*Aim of the task*
Arrange every entry below as a numbered list, leaving out any blank lines.

*Extracted entries*
▶

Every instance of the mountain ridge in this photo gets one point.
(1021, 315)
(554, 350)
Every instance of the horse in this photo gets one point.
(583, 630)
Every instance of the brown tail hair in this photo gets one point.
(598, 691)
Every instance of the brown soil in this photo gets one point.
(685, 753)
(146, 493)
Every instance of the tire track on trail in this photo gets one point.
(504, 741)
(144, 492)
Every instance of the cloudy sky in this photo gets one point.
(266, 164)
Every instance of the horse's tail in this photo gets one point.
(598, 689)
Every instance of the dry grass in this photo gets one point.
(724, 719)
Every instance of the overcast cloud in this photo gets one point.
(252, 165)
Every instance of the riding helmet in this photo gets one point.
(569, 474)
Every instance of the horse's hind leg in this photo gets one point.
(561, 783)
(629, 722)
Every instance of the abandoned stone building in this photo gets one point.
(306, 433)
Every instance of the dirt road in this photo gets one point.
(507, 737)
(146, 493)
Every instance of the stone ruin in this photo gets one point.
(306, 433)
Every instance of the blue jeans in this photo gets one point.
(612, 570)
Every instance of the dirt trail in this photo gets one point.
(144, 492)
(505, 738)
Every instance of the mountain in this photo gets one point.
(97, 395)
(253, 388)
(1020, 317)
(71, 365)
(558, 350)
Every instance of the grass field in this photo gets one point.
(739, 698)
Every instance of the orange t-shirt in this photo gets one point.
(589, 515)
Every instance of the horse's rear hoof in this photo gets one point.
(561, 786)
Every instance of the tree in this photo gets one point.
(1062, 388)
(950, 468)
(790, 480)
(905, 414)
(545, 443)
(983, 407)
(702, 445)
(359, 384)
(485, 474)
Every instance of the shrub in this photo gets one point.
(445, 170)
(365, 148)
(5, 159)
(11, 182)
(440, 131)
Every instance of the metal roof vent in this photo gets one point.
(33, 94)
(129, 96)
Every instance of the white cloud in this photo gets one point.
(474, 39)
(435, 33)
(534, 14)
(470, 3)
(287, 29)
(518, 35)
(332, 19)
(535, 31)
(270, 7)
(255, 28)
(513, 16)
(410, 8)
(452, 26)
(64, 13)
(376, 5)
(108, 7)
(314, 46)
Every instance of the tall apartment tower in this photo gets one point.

◀

*The response*
1. Every instance of the mountain ridge in this photo gets one point.
2. (1021, 315)
3. (554, 350)
4. Every instance of the horse in this photo gets one point.
5. (583, 630)
6. Every instance of the brown tail hair in this photo gets one point.
7. (598, 691)
8. Every instance of the brown soil in this photo gets one point.
9. (685, 753)
10. (146, 493)
11. Every instance of the tire track on trail in this photo gets one point.
12. (504, 741)
13. (144, 492)
14. Every instance of the cloudy sky in this photo gets one point.
15. (266, 164)
16. Every instance of the horse's tail in this photo gets one point.
17. (598, 689)
18. Every instance of the dry grass in this photo gets one point.
19. (724, 719)
20. Every instance of the overcast cloud in this photo gets one point.
21. (252, 165)
22. Every instance of the riding helmet in this photo gets one point.
23. (569, 474)
24. Every instance of the horse's hind leg in this photo gets one point.
25. (561, 783)
26. (629, 722)
27. Every instance of the abandoned stone building in this photo gets one point.
28. (306, 433)
29. Every instance of the dirt road in this photo gets one point.
30. (507, 737)
31. (146, 493)
32. Every instance of the stone ruin in this photo gets one point.
33. (306, 433)
34. Every instance of the blue jeans in this photo gets one point.
35. (612, 570)
36. Every instance of the dirt trail in this photo gets one point.
37. (144, 492)
38. (505, 738)
39. Every instance of the mountain in this photo gets one point.
40. (97, 395)
41. (253, 388)
42. (1020, 317)
43. (71, 365)
44. (558, 350)
45. Every instance of the grass field in this photo gets one point.
46. (739, 698)
47. Every instance of the orange t-shirt in this photo gets one point.
48. (589, 515)
49. Every instance of the horse's rear hoof in this photo gets one point.
50. (561, 786)
51. Every instance of the tree in this photo gets one point.
52. (1062, 388)
53. (950, 468)
54. (790, 480)
55. (905, 414)
56. (545, 443)
57. (983, 407)
58. (702, 445)
59. (359, 384)
60. (485, 474)
61. Every instance of the shrub in this photo gets one point.
62. (445, 170)
63. (365, 148)
64. (5, 159)
65. (11, 182)
66. (440, 131)
67. Every instance of the metal roof vent in this photo gets one point.
68. (33, 94)
69. (129, 96)
70. Every instance of the white cloud in this photo gets one point.
71. (474, 39)
72. (435, 33)
73. (534, 14)
74. (470, 3)
75. (287, 29)
76. (518, 35)
77. (332, 19)
78. (535, 31)
79. (270, 7)
80. (255, 28)
81. (513, 16)
82. (410, 8)
83. (452, 26)
84. (64, 13)
85. (376, 5)
86. (108, 7)
87. (314, 46)
88. Every instance of the tall apartment tower in this photo gets one point.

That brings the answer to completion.